======== Ausgangstext ========

Das Arbeitsgericht hat der Klage stattgegeben. Das Landesarbeitsgericht hat die Berufung der Beklagten zurückgewiesen. Mit der Revision verfolgen die Beklagten ihr Klageabweisungsbegehren weiter. Die Klägerin beantragt Zurückweisung der Revision mit der Maßgabe, daß die Beklagten wie Gesamtschuldner (als unechte Gesamtschuldner) zu verurteilen sind.

 

Entscheidungsgründe

Die Revision ist begründet. Sie führt zur Aufhebung des berufungsgerichtlichen Urteils und zur Zurückverweisung des Rechtsstreits zur anderweiten Verhandlung und Entscheidung an das Berufungsgericht. Das Landesarbeitsgericht durfte mit der von ihm gegebenen Begründung der Klage nicht stattgeben.

Zutreffend geht das Landesarbeitsgericht zunächst davon aus, daß die rechtskräftige Verurteilung der Beklagten zur Auskunftserteilung nach den Verfahrens-Tarifverträgen des Baugewerbes für die streitbefangenen Zeiträume von April 1983 bis Dezember 1983 (Urteil des Senats vom 27. August 1986 - 4 AZR 591/85 -) und von Oktober 1983 bis Januar 1984 (Urteil des Senats vom 27. August 1986 - 4 AZR 593/85 -) keinen Einfluß auf die Entscheidung des vorliegenden Rechtsstreits über die Beitragszahlung hat.

Der rechtlichen Beurteilung des von der Klägerin vorliegend geltend gemachten Anspruches auf Beitragszahlung steht die materielle Rechtskraft (§ 322 Abs. 1 ZPO) der Urteile des Senats vom 27. August 1986 über die Verpflichtung der Beklagten zur Auskunftserteilung nicht entgegen. Nach § 322 Abs. 1 ZPO soll die materielle Rechtskraft auf die im Vorprozeß jeweils entschiedenen Ansprüche beschränkt bleiben und demgemäß nur bezüglich eines kongruenten Streitgegenstandes eine neue Klage ausgeschlossen sein. Damit soll verhindert werden, daß aus dem gleichen Sachverhalt zwischen denselben Parteien über eine daraus abgeleitete zivilrechtliche Rechtsfolge dann anders entschieden wird, wenn hierüber bereits durch ein älteres Urteil rechtskräftig entschieden worden ist (BAG Urteil vom 18. Mai 1977 - 4 AZR 18/76 - AP Nr. 97 zu §§ 22, 23 BAT m. w. N.). Streitgegenstand der genannten Prozesse, die die Klägerin gegen die Beklagten geführt hat, war deren Verpflichtung zur Auskunftserteilung nach den Verfahrens-Tarifverträgen des Baugewerbes. Vorliegend ist jedoch Streitgegenstand die Verpflichtung der Beklagten zur Beitragszahlung. Damit liegen unterschiedliche Streitgegenstände vor (vgl. Urteil des Senats vom 27. August 1986 - 4 AZR 280/85 - AP Nr. 70 zu § 1 TVG Tarifverträge: Bau). Zwar stellt sich in beiden Fällen die Frage, ob der Betrieb der Beklagten zu 1) vom Geltungsbereich der Verfahrens-Tarifverträge erfaßt wird, jedoch erwuchs deren rechtliche Beurteilung in den Vorprozessen nicht in Rechtskraft. Streitgegenstand der Vorprozesse war nämlich die Verpflichtung zur Auskunftserteilung, nicht jedoch die der Tarifgebundenheit der Beklagten zu 1). Die materielle Rechtskraft der Vorprozesse steht damit einer erneuten Beurteilung der Frage, ob der Betrieb der Beklagten zu 1) vom Geltungsbereich der Verfahrens-Tarifverträge erfaßt wird, nicht entgegen.

========

Beantworten Sie anhand des Ausgangstexts:
(a) Wie hat das Arbeitsgericht über die Klage entschieden?
(b) Welche Vorschrift wird für die materielle Rechtskraft genannt?
(c) Was ist im vorliegenden Rechtsstreit Streitgegenstand?

======== Datensätze ========

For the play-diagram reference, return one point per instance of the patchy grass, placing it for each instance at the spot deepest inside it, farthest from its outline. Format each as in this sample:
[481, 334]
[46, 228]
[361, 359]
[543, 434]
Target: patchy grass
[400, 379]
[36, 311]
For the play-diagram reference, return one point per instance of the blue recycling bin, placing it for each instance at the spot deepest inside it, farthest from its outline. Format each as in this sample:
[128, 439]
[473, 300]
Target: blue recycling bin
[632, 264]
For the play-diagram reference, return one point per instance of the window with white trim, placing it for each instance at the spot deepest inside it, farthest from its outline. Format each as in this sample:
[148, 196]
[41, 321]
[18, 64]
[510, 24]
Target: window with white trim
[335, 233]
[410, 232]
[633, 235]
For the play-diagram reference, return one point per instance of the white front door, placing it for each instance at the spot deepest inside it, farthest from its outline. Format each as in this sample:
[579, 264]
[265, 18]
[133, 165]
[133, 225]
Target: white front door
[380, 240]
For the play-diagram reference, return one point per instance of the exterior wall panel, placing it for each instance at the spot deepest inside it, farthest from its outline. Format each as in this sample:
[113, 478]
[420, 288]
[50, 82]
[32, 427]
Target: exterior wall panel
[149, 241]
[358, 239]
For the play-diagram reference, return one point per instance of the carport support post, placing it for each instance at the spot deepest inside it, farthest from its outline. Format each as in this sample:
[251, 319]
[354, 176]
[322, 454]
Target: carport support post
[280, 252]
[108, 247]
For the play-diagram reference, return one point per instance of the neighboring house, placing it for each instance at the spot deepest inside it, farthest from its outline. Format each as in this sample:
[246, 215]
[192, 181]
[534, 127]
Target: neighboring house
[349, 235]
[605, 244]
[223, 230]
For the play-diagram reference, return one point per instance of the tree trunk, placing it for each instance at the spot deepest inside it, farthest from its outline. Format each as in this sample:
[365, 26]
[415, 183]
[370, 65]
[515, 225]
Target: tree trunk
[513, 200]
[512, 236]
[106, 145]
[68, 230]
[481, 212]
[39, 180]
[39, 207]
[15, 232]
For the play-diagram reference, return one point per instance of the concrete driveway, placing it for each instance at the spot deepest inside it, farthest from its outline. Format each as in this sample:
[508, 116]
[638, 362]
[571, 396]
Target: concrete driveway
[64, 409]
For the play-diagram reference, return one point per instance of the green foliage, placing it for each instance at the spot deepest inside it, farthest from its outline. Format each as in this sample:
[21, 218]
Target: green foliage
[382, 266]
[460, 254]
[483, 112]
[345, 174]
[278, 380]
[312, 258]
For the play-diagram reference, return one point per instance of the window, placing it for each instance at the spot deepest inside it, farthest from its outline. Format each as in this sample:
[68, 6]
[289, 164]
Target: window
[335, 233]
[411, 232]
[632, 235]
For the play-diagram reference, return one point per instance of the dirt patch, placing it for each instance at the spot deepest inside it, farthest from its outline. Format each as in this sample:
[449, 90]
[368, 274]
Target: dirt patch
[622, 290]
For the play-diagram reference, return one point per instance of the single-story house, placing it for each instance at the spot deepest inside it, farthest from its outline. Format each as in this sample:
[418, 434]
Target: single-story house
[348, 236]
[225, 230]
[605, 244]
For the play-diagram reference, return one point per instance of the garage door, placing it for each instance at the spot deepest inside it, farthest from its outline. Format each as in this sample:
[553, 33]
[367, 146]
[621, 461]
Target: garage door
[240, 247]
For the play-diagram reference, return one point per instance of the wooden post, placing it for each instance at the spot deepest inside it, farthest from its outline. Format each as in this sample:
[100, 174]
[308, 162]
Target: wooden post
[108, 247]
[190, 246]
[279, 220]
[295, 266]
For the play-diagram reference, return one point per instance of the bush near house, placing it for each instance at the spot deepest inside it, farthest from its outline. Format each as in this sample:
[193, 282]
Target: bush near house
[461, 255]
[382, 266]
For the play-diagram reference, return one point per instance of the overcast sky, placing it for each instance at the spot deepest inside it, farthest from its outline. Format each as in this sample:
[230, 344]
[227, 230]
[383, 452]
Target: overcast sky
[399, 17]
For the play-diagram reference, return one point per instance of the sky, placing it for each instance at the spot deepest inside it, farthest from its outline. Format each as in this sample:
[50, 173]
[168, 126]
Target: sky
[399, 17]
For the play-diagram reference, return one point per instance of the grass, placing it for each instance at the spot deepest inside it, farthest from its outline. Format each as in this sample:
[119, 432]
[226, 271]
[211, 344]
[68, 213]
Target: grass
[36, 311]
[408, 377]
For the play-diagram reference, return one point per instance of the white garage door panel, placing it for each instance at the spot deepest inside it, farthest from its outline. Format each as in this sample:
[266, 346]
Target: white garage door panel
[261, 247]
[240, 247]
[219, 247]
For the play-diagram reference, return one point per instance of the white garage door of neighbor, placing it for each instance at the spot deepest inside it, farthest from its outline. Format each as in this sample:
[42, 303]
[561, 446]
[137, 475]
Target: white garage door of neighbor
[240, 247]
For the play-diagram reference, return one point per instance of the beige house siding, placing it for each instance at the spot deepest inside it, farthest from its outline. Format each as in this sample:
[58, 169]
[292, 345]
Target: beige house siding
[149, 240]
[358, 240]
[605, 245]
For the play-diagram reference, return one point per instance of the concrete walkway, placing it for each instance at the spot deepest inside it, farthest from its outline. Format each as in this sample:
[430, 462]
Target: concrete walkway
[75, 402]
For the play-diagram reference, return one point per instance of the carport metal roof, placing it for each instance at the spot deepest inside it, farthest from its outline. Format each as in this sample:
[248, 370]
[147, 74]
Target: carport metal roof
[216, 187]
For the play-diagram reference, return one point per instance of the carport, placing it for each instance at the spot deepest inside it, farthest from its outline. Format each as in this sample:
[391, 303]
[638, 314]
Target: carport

========

**Lösung:**
(a) Es hat der Klage stattgegeben.
(b) § 322 Abs. 1 ZPO.
(c) Die Verpflichtung der Beklagten zur Beitragszahlung.